▶ Exercise instructions
Drop every picture, then transcribe the remaining data exactly.

▶ Information shown
───
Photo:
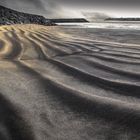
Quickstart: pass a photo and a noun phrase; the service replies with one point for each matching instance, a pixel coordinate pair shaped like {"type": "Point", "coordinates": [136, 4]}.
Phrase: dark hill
{"type": "Point", "coordinates": [9, 16]}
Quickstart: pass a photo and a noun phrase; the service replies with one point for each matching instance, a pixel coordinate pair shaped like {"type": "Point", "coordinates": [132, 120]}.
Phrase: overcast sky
{"type": "Point", "coordinates": [75, 8]}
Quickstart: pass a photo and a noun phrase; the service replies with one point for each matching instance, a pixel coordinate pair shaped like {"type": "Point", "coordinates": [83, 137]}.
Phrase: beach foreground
{"type": "Point", "coordinates": [69, 84]}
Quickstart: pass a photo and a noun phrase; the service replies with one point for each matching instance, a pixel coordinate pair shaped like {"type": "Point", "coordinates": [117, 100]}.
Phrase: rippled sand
{"type": "Point", "coordinates": [69, 84]}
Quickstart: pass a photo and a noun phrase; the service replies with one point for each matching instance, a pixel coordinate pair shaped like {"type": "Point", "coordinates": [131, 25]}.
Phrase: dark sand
{"type": "Point", "coordinates": [69, 84]}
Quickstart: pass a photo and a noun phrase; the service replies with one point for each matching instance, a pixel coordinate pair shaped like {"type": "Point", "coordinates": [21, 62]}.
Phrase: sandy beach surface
───
▶ Solved problem
Photo:
Quickstart: pass a photo and a noun phrase; the service replies with one point for each matching instance, a pixel coordinate pair shaped like {"type": "Point", "coordinates": [136, 4]}.
Phrase: dark hill
{"type": "Point", "coordinates": [9, 16]}
Quickstart: pass a photo and a noun phrase; the service replies with one point for each matching instance, a pixel coordinate pair shaped like {"type": "Point", "coordinates": [132, 120]}.
Phrase: overcast sky
{"type": "Point", "coordinates": [75, 8]}
Quickstart: pass a photo and a noun phrase; the service replies with one point for each matching instance, a pixel coordinate pair shaped like {"type": "Point", "coordinates": [83, 137]}.
Phrase: beach foreground
{"type": "Point", "coordinates": [69, 84]}
Quickstart: pass a photo and a noun phrase; the service replies with one point for each matching instance, a pixel coordinate pair shaped like {"type": "Point", "coordinates": [117, 100]}.
Phrase: rippled sand
{"type": "Point", "coordinates": [69, 84]}
Quickstart: pass a photo and a noun phrase; the service replies with one point for each matching instance, a pixel coordinate pair shaped like {"type": "Point", "coordinates": [131, 25]}.
Phrase: dark sand
{"type": "Point", "coordinates": [69, 84]}
Quickstart: pass a photo and a noun phrase; the service replies with one point for each matching instance, a pixel coordinate pair shaped like {"type": "Point", "coordinates": [21, 62]}.
Phrase: sandy beach surface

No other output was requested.